DATASET:
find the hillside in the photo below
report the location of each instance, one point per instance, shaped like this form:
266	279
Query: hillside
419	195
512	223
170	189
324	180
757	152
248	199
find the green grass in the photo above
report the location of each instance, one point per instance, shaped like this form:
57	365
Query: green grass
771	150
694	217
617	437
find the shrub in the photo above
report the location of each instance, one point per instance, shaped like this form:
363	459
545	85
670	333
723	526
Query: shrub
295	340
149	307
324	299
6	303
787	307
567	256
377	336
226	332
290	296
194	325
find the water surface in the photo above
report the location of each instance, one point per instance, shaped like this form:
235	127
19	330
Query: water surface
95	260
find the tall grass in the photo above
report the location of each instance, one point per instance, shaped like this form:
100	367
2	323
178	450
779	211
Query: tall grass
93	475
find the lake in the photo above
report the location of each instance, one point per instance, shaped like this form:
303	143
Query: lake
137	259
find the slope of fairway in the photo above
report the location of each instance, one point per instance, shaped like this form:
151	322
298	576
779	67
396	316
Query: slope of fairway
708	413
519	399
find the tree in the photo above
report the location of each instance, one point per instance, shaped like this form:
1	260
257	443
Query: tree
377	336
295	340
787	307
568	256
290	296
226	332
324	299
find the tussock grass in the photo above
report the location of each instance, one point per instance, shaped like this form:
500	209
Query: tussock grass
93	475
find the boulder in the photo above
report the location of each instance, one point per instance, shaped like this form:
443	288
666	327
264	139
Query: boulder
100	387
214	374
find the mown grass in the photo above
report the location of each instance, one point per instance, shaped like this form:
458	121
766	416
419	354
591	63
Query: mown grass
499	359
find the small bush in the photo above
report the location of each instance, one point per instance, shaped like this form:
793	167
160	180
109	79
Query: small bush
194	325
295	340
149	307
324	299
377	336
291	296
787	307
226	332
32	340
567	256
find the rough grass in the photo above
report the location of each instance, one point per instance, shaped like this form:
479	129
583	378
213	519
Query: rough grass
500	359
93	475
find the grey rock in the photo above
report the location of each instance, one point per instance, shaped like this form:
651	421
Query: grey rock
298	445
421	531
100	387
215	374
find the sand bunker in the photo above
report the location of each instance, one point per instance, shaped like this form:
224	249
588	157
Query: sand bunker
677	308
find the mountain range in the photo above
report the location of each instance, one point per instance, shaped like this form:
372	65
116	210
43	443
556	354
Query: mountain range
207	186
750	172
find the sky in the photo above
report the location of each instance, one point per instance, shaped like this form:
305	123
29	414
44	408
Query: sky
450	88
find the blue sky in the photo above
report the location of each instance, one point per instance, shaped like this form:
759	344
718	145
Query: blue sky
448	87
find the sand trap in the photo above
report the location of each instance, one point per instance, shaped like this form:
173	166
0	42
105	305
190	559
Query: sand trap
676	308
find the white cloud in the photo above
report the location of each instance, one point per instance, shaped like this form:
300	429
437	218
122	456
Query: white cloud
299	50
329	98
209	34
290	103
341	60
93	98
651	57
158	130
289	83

WHAT IS BEING ASKED: Restate each entry above word for word.

RESPONSE TO THE TASK:
find the hillside in the photo below
report the location of each instance, one point per instance, shaped like this form:
266	279
Query: hillside
419	195
512	223
170	189
324	180
757	152
248	199
find the green grass in the photo above
report the location of each instance, one point per instance, shaped like this form:
57	365
Query: green grass
771	150
694	217
617	437
find the shrub in the photo above
report the location of each instance, one point per instance, shaped like this form:
363	459
545	85
670	333
723	526
Query: shrub
295	340
149	307
324	299
6	303
787	307
567	256
377	336
226	332
290	296
194	325
find the water surface in the photo above
report the location of each instance, one point per instance, shaped like this form:
235	127
19	330
Query: water surface
95	260
find the tall grass in the photo above
report the location of each instance, one point per instance, shaped like this form:
100	367
2	323
178	450
779	211
Query: tall grass
93	475
find the lake in the photo above
report the location of each instance, one point per instance, shaped like this form:
303	143
Query: lake
137	259
find the slope of fairway in the photo above
report the location of each instance, one point per instance, shaped like this form:
151	322
298	576
779	67
396	316
Query: slope of fairway
708	413
519	399
find the tree in the photo above
report the location of each instance, one point per instance, shaped like this form:
1	260
257	443
Query: tree
377	336
295	340
787	307
568	256
290	296
226	332
324	299
find the tussock grass in the photo above
report the location of each instance, one point per instance, shaped like this form:
500	209
Query: tussock grass
93	475
find the boulder in the photo above
report the location of each instance, one point per instance, shaped like this form:
443	288
666	327
264	139
Query: boulder
100	387
214	374
find the mown grass in the photo above
report the location of each instance, one point per instance, shaped like this form:
458	121
766	416
419	354
591	63
Query: mown grass
499	359
find the small bush in the photo above
report the location of each instance, one point per instance, shaped like this form:
793	167
160	180
109	79
Query: small bush
194	325
295	340
149	307
324	299
377	336
291	296
787	307
226	332
32	340
567	256
find the rough grass in the photo above
report the location of each instance, one point per instance, shaped like this form:
479	129
583	378
213	519
Query: rough grass
500	359
93	475
find the grey rock in the photo above
report the location of each instance, one point per instance, shaped like this form:
651	421
Query: grey rock
298	445
421	531
100	387
215	374
find the sand bunker in the photo above
report the location of each instance, one point per instance, shaped like this form:
224	249
588	157
Query: sand bunker
677	308
find the mountain range in the photo above
report the location of each instance, one point per instance, shaped like this form:
372	65
116	210
43	443
556	354
Query: mountain range
207	186
750	172
find the sky in the photo above
report the location of each instance, one point per instance, shaped like this form:
305	123
29	414
44	408
Query: sky
450	88
find the blue sky in the photo above
report the location of each instance, one point per instance, shaped like this form:
759	344
718	145
Query: blue sky
448	87
find the sand trap in the photo above
report the location of each instance, one point per instance, shaped like this form:
173	166
0	42
105	305
190	559
Query: sand trap
676	308
find the white cloud in the photo above
report the location of each instance, one point per instance, shaped like this form:
300	429
437	218
122	456
Query: white cloud
299	50
329	98
209	34
290	103
341	60
93	98
651	57
158	130
289	83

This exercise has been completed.